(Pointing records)

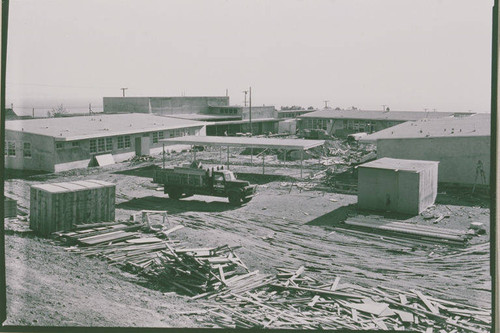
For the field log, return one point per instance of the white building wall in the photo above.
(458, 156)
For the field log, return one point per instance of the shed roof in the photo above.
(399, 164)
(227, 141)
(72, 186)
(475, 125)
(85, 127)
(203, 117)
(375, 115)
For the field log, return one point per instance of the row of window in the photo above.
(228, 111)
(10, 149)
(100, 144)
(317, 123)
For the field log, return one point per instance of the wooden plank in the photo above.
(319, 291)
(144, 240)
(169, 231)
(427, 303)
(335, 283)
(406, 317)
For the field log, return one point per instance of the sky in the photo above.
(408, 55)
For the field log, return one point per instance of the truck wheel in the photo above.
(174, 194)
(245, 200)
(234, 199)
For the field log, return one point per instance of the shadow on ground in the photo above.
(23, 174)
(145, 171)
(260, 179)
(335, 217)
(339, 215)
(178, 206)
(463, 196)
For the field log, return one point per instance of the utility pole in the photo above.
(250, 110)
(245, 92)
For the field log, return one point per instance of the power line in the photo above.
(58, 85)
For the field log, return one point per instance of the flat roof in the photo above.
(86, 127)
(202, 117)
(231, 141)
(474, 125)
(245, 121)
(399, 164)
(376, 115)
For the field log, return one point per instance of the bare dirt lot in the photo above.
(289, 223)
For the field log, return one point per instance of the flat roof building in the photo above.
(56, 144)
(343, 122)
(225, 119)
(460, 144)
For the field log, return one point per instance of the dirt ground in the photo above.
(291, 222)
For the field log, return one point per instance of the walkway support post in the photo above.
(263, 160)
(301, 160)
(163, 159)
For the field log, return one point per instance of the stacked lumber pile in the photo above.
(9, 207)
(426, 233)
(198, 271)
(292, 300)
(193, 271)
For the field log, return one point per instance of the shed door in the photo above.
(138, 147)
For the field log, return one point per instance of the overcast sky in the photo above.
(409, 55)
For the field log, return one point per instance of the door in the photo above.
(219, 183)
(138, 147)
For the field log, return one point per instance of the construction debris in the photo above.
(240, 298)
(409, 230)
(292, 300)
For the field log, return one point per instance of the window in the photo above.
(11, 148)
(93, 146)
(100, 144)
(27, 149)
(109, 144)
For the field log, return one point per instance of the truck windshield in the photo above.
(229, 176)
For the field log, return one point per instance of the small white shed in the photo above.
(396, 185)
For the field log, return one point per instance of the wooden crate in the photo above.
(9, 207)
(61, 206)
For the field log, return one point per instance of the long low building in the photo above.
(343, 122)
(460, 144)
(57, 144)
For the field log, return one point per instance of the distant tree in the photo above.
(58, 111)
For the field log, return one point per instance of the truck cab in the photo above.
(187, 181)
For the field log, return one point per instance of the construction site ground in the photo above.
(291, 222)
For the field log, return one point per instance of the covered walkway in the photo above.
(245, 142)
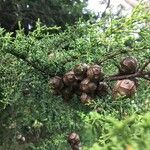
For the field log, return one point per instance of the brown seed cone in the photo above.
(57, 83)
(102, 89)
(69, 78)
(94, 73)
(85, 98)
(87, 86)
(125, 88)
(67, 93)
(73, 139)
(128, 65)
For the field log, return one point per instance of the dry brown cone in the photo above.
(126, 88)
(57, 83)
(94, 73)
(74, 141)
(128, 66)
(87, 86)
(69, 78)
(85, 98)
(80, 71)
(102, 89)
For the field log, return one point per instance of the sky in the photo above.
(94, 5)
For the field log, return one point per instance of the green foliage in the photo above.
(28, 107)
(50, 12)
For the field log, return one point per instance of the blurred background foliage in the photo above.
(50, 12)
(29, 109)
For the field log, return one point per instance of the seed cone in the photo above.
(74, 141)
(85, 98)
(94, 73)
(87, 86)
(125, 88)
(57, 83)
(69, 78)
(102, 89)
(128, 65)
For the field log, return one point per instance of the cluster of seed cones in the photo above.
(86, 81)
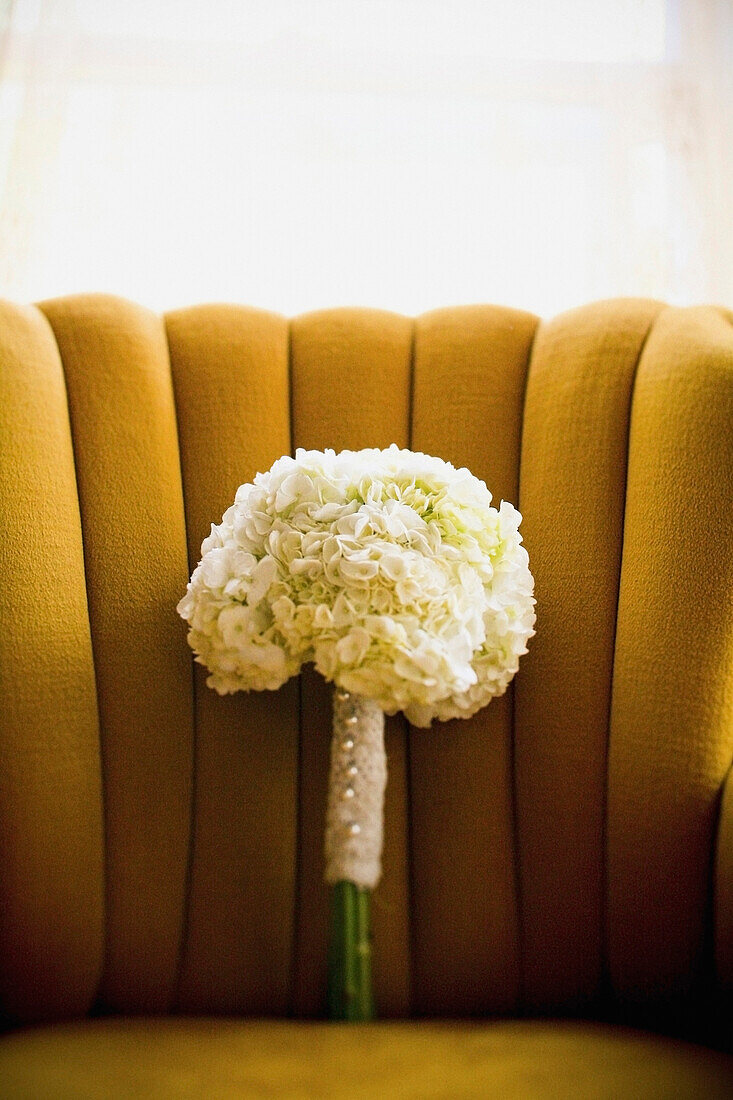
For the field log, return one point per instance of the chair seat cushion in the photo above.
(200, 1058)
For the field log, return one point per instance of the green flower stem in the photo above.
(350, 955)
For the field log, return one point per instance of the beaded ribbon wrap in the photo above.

• TO DO:
Beginning with the line that contains "low building in the photo above." in the data above, please copy each line exactly until the last line, both ends included, skipping any pictures.

• EXERCISE RESULT:
For the field log, return one point per instance of the long low building in the photo above.
(343, 122)
(460, 144)
(57, 144)
For the field log, return one point per instance of the distant tree in the photo above.
(58, 111)
For the field log, return one point per instance of the truck cab in the photo above.
(187, 181)
For the field log, return one point per instance of the construction site ground in the photo above.
(291, 222)
For the field log, return one point per instance of the covered walkway in the photo above.
(245, 142)
For the field log, return one point per instance of the brown seed cone in the photo above.
(57, 83)
(102, 89)
(69, 78)
(94, 73)
(85, 98)
(87, 86)
(125, 88)
(67, 93)
(73, 139)
(128, 65)
For the field log, return one point per instance of the dry brown cone in the photo above.
(126, 88)
(57, 83)
(94, 73)
(74, 141)
(128, 66)
(87, 86)
(69, 78)
(85, 98)
(80, 71)
(102, 89)
For the field log, return one point per instance of the sky in the photo above.
(94, 5)
For the field log, return one point per instance of the green foliage in the photo above.
(28, 107)
(50, 12)
For the field log, return one point per instance of the blurred background foliage in the photo above.
(50, 12)
(29, 109)
For the field log, return one point per instance of the seed cone in the photo above.
(74, 141)
(85, 98)
(94, 73)
(87, 86)
(125, 88)
(57, 83)
(69, 78)
(102, 89)
(128, 65)
For the field log, return one point per instance of the cluster of seed cones in the photo above.
(86, 81)
For the field log, return one point per instance of the chair seat cushion in the photo above.
(200, 1058)
For the field log, return one point per instance of the green flower stem in the photo above.
(350, 955)
For the field log, return one point per instance of the beaded ribbon wrap in the photo above.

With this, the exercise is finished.